## What to do
Each entry below should be printed exactly, with every image left out.

** Input for this task follows **

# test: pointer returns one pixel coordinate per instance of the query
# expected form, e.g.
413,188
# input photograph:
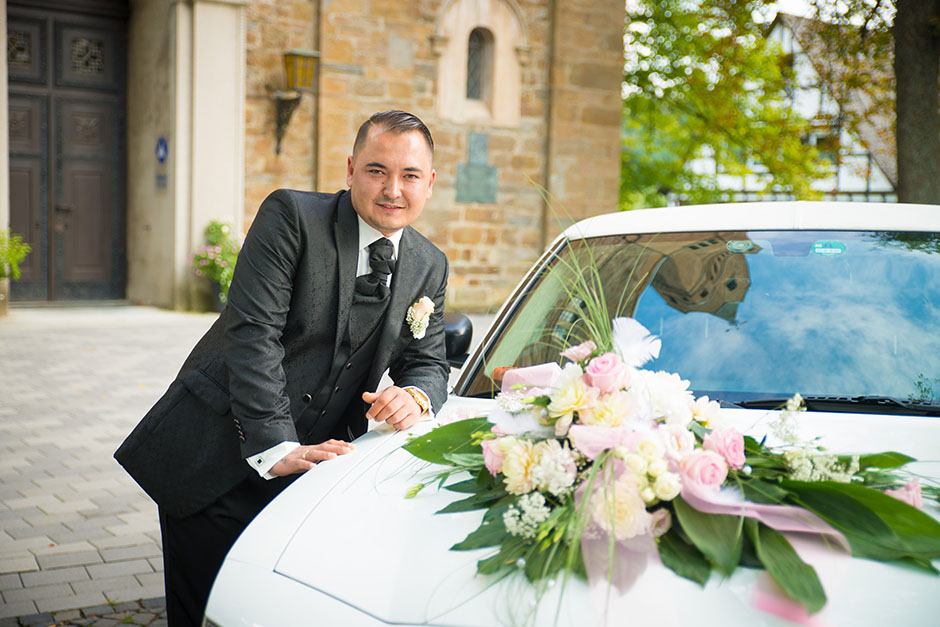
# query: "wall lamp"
300,67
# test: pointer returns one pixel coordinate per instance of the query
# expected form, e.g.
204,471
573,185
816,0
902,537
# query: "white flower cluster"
810,465
419,316
512,401
650,470
523,518
555,470
784,427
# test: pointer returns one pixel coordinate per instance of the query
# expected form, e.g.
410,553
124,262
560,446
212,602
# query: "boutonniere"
419,315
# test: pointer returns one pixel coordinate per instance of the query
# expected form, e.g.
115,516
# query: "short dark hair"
394,121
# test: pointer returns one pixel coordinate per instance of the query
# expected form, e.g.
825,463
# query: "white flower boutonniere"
419,315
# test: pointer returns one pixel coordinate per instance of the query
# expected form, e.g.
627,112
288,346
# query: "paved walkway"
75,530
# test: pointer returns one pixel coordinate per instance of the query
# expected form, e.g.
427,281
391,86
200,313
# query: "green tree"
702,78
909,32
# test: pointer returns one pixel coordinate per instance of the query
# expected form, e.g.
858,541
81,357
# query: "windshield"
749,315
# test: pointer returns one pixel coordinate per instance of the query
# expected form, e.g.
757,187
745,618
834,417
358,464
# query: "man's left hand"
394,406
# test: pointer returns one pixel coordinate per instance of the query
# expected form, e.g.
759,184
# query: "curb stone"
146,613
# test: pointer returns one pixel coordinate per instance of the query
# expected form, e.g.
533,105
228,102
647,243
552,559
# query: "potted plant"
12,251
216,259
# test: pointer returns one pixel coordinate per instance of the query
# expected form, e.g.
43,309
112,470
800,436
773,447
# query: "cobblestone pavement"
75,530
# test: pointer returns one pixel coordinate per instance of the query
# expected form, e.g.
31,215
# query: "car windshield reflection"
749,315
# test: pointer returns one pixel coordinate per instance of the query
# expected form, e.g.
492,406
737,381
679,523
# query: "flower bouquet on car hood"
594,466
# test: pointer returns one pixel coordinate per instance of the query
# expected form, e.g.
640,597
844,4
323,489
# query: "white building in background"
863,158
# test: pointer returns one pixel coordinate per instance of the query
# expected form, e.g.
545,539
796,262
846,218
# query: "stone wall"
272,27
383,54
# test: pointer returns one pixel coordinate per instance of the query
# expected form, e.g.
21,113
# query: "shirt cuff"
265,460
421,398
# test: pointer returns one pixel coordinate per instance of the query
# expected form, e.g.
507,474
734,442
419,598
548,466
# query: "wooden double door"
67,143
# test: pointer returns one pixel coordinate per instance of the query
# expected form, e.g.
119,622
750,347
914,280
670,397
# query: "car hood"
346,530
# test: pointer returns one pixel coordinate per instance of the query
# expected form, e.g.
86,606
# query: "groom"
287,376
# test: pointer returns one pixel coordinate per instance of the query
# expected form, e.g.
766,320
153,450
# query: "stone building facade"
522,96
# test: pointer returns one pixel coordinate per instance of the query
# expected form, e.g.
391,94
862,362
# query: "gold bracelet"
419,399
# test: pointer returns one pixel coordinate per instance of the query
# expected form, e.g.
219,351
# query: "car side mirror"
458,331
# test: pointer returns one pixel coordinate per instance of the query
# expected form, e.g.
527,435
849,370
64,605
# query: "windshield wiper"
852,404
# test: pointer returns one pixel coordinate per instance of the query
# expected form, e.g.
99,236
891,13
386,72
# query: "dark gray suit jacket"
250,378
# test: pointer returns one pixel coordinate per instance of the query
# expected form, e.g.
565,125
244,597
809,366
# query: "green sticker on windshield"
740,245
828,248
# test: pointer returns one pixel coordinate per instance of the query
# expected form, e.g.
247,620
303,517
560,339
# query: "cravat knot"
374,286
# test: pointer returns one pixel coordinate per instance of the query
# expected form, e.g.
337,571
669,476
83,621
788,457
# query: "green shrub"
12,251
216,258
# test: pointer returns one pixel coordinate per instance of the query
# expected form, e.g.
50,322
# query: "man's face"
390,179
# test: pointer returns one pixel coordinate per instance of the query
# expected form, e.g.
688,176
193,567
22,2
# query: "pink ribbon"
542,376
779,517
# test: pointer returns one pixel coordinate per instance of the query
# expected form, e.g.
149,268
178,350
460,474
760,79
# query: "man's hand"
394,406
303,458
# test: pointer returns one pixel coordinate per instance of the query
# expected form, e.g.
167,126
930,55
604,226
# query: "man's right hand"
303,458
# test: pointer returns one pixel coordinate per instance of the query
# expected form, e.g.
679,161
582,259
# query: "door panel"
28,133
66,152
84,208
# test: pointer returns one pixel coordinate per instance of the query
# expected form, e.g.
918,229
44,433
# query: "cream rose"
517,467
619,510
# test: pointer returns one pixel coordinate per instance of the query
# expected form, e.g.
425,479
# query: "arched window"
479,64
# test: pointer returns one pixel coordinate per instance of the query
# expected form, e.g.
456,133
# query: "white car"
753,302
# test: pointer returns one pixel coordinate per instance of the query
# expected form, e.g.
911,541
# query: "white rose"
650,448
657,467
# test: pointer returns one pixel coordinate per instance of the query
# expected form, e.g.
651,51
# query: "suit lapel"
346,231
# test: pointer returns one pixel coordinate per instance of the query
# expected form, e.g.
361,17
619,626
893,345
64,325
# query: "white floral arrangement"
419,316
602,450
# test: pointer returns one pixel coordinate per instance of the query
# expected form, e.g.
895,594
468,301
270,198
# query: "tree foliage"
701,78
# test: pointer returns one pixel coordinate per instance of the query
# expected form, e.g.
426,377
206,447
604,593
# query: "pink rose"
492,456
605,372
909,493
580,352
728,443
704,468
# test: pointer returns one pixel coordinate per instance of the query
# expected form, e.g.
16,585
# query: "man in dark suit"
317,311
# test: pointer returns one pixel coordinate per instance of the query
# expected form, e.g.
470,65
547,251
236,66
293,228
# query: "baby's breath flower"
523,518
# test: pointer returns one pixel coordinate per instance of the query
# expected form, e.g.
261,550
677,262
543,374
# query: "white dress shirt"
265,460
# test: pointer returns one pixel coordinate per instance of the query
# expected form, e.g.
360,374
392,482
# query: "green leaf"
877,525
491,532
717,536
450,439
476,501
470,486
464,459
797,578
889,459
760,491
683,558
509,553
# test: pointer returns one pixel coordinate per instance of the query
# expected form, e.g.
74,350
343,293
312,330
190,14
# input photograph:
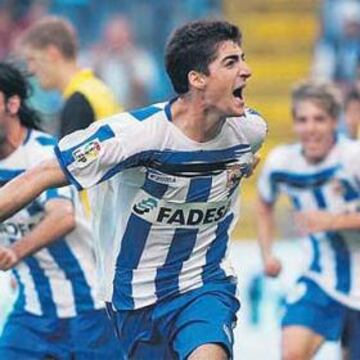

** End of Input for this task **

## Written solution
# test: pointer returns one pixel coordinate per instance of the query
# expected form, e.g.
413,188
# input photograph:
# query: "wall lamp"
300,67
# test: pointer returns one pixel coordinate per instance of the query
# expected form, e.g.
204,471
573,185
816,0
902,537
# query: "white flower cluster"
810,465
419,316
512,401
650,470
523,518
555,470
784,427
# test: pointer returns one pixel coordinate per instance of the query
# expected form, e.g.
410,553
124,262
560,446
212,602
# query: "boutonniere"
419,315
# test: pointer returns one pixel coordinate per instance of the query
# expected form, e.g.
115,516
# query: "short dark hair"
394,121
# test: pointer returns one pixel coordinate per instance of the query
# expected form, e.g.
825,463
# query: "white flower boutonniere"
419,315
# test: pointer returns one pixel coordinate per instance of the query
# expected form, e.g.
627,112
288,346
# query: "paved walkway"
75,530
# test: pointer returns one pixel coordinate per instance of the query
# expected form, e.g.
427,281
391,86
200,313
# query: "green tree"
702,78
909,32
# test: pointer returns one pixel coordinate per instance of the query
# expected form, e.g.
858,541
81,357
# query: "windshield"
749,315
# test: pointer returns one pixel coordinate per instance of the query
# expected form, e.g.
757,187
745,618
834,417
358,464
# query: "man's left hand"
394,406
# test: pointer returns one pixel coordinate per instance of the query
# expected form, e.g.
759,184
# query: "curb stone"
146,613
# test: pointer returns one pixel coordinate per instance of the query
# expected form, e.g.
533,105
228,102
647,243
552,559
# query: "potted plant"
12,251
216,259
# test: pointer returns one pixel coordinate per instance of the query
# expected form, e.g.
43,309
112,470
800,436
773,447
# query: "cobblestone pavement"
75,530
# test: pointer returns one pixel coordinate per instance of the query
# expected form, e.g.
31,215
# query: "car windshield reflection"
749,315
# test: pointer returns one pixel coordinate per instance of the query
# expected form, e.g.
492,406
737,381
679,523
# query: "flower bouquet on car hood"
594,466
# test: pointer returns one pixel coordinate per instance of the query
# expected form, e.g.
640,597
844,4
323,489
# query: "white building in background"
863,158
# test: pointer returns one pixel coordinate per instance of the query
# expected form, e.g.
545,539
796,262
846,218
# query: "stone wall"
272,27
383,54
# test: pointer returns one pixel coordinate per instance of the query
# expected form, e.g.
21,113
# query: "shirt cuff"
265,460
421,398
# test: pointer returns one pixel coordinate per instance of the query
# expected form, e.g.
507,474
734,442
419,598
548,466
# query: "wooden double door"
67,143
# test: pointer returns one pixel coordinate per instance of the query
# expected form, e.g.
119,622
750,347
914,280
670,397
# query: "car hood"
346,530
# test: pointer returns one pixel coordinate per instance of the query
# expected form, e.g.
86,606
# query: "groom"
287,376
# test: pointer returns one pixel coordinate per instance of the query
# expected form, e.g.
766,320
153,450
# query: "stone building facade"
522,96
# test: pointer returns one pixel coordinate per instance of the query
# expected form, e.g.
391,94
862,362
# query: "gold bracelet"
419,399
# test: pointer returns one pixel coordinate per instance of the query
# expected form, e.g.
219,351
# query: "car side mirror"
458,331
# test: pointer returns one pixel coordinate per instance of the query
# expected form, e.g.
527,435
849,370
64,605
# query: "windshield wiper"
852,404
# test: pointer returns one pixel coordinate per instance of the query
# expected form, e.g.
99,236
891,13
386,72
# query: "dark gray suit jacket"
250,378
# test: pointer returns one pixel coordinate per instance of the query
# expected form, e.g.
565,125
244,597
809,366
# query: "green sticker on windshield"
740,245
828,248
# test: pointer returns one pixel coordinate per instance of the query
# expected form, e.g.
247,620
303,517
560,339
# query: "cravat knot"
374,286
# test: pointer returns one pixel coordinate per instance of the query
# expected form, e.g.
337,571
669,476
83,621
788,457
# query: "green shrub"
12,251
216,258
# test: pointer returns one pixel coordinate per instance of the query
# expected form, e.g.
50,322
# query: "man's face"
390,179
# test: pointer returns one pixel coordinate per instance of the query
# expected form, e.g.
688,176
193,567
22,2
# query: "pink ribbon"
542,376
779,517
# test: pointer returns one pixel coordinate per instance of the query
# expected form, e.g.
149,268
178,350
460,474
760,79
# query: "man's hand"
394,406
303,458
# test: pointer returns one pixel coordinate per instance of the query
# expected form, e.g.
167,126
930,55
604,226
# query: "man's right hand"
303,458
# test: pointer returns one pixel coordinate per instance of the query
# expected form, e.g.
679,161
582,259
# query: "door panel"
28,133
66,152
84,208
# test: pointer returns one pixel coordinate per instance of the query
# expected form, e.g.
918,229
44,433
# query: "cream rose"
517,467
619,510
# test: pointer returns one pixel coordinate per instance of the query
# expected form, e.g.
425,479
# query: "arched window"
479,64
# test: pointer returns one pixel coordinate per instance of the query
# expected form, e.g.
456,133
# query: "white car"
753,302
# test: pointer returns one pixel coordinate per instance of the query
# expected form, e.g.
911,541
# query: "white rose"
650,448
657,467
# test: pointer returns one pixel coordinate per instance of the query
# expected form, e.g.
651,51
# query: "suit lapel"
346,231
# test: pointer returns one pixel coordinate per instance of the query
# expected form, e.g.
361,17
619,626
893,345
64,325
# query: "white floral arrangement"
419,316
602,450
# test: pointer returns one pixel coordinate per instance of the query
# expected form, e.g.
895,594
468,301
270,198
# query: "tree foliage"
701,78
# test: pointer returns one pixel coordinate per instance of the query
# expected form, e.g.
426,377
206,447
604,593
# query: "pink rose"
492,456
605,372
909,493
580,352
728,443
704,468
# test: pointer returns one pixel coordinate per instance of the query
# expected form, e.g.
16,585
# query: "man in dark suit"
317,311
# test: pointer returns one pixel coordinate per instance of the query
# expected form, e.g.
470,65
547,251
236,66
293,228
# query: "baby's breath flower"
523,518
# test: pointer returns one pixel coordinate per instance of the query
# expected form, e.g.
261,550
677,262
543,374
# query: "white dress shirt"
265,460
# test: pointer returns one pixel coordinate per instance of the query
# expected form, e.g.
360,374
392,482
# query: "green leaf"
877,525
491,532
717,536
450,439
476,501
470,486
464,459
797,578
889,459
760,491
683,558
509,553
# test: pointer returns one pixel coordinate per instance of the query
# expected form, e.g.
74,350
343,293
312,330
190,14
# input photograph:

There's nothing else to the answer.